* **Exercise goal**: Reproduce the data exactly as given, except for any images.

=== Section Start ===

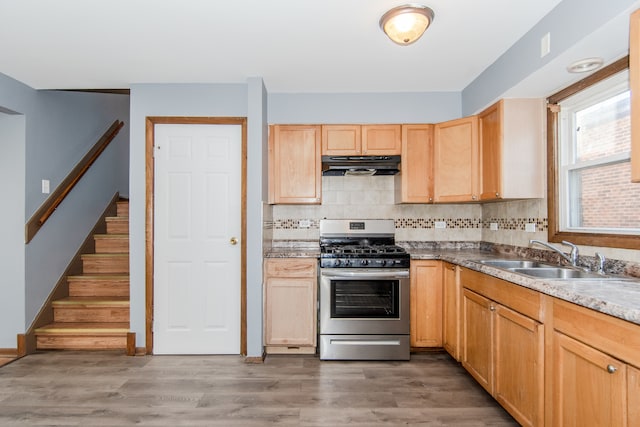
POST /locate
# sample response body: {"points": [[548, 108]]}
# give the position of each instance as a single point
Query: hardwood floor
{"points": [[109, 388]]}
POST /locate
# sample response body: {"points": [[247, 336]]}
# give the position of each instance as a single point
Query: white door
{"points": [[197, 225]]}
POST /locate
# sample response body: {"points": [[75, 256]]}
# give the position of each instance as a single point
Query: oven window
{"points": [[365, 299]]}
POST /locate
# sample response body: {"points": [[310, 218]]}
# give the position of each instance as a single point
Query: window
{"points": [[591, 198]]}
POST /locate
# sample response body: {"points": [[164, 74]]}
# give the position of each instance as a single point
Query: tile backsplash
{"points": [[511, 223]]}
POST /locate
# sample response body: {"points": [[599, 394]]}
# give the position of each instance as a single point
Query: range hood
{"points": [[360, 165]]}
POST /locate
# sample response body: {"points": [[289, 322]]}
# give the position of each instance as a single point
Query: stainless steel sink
{"points": [[513, 263], [561, 273]]}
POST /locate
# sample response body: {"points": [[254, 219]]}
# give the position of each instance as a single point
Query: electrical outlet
{"points": [[304, 223]]}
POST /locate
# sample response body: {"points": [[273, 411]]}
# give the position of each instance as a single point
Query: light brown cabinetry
{"points": [[634, 85], [456, 161], [290, 305], [295, 170], [451, 295], [369, 140], [511, 134], [503, 343], [426, 303], [595, 368], [414, 183]]}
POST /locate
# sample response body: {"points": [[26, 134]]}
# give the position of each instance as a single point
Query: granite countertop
{"points": [[618, 298]]}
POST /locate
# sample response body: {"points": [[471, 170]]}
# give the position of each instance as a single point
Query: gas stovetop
{"points": [[360, 243]]}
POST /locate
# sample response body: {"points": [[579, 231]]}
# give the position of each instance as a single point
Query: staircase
{"points": [[95, 315]]}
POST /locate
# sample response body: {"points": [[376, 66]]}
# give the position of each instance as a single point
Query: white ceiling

=== Section End ===

* **Solution**:
POST /locate
# sample response body: {"points": [[548, 108]]}
# give the position of each instance as a single point
Query: hardwood floor
{"points": [[109, 388]]}
POST /locate
# sample response body: {"points": [[247, 336]]}
# give the position of each instance as a single point
Query: white door
{"points": [[197, 225]]}
POST /locate
# sample response body: {"points": [[75, 256]]}
# give the position of each instance as a single point
Query: oven window
{"points": [[365, 299]]}
POST /locate
# sample response body: {"points": [[310, 218]]}
# give the position of each instance as a single point
Query: window
{"points": [[591, 198]]}
POST /locate
# sample response body: {"points": [[164, 74]]}
# give the position of each instance as a single point
Query: tile backsplash
{"points": [[511, 223]]}
POST /locate
# sample response body: {"points": [[599, 394]]}
# give the position of each instance as a single point
Query: range hood
{"points": [[360, 165]]}
POST /locate
# sample response body: {"points": [[289, 322]]}
# give the position of each instance as a single point
Query: stainless steel sink
{"points": [[513, 263], [561, 273]]}
POST /locate
# sample response body: {"points": [[254, 219]]}
# give the position of each instance as a single point
Query: electrical outlet
{"points": [[304, 223]]}
POST /locate
# sample response body: {"points": [[273, 411]]}
# give the position of each instance as a single point
Query: light brown cabinetry
{"points": [[634, 85], [456, 161], [290, 305], [295, 170], [451, 295], [369, 140], [511, 134], [503, 343], [426, 303], [595, 368], [414, 183]]}
POST /locate
# sample response body: {"points": [[26, 134]]}
# give the position of each instance as a single point
Query: granite countertop
{"points": [[618, 298]]}
POST /locate
# sample response body: {"points": [[471, 170]]}
# give the position of each instance as a single point
Query: gas stovetop
{"points": [[360, 243]]}
POST /locate
# sample response body: {"points": [[579, 231]]}
# give the position of each instance as a single point
Query: staircase
{"points": [[95, 315]]}
POST /locate
# sample response body: {"points": [[376, 66]]}
# give the position of each instance as a single point
Query: white ceiling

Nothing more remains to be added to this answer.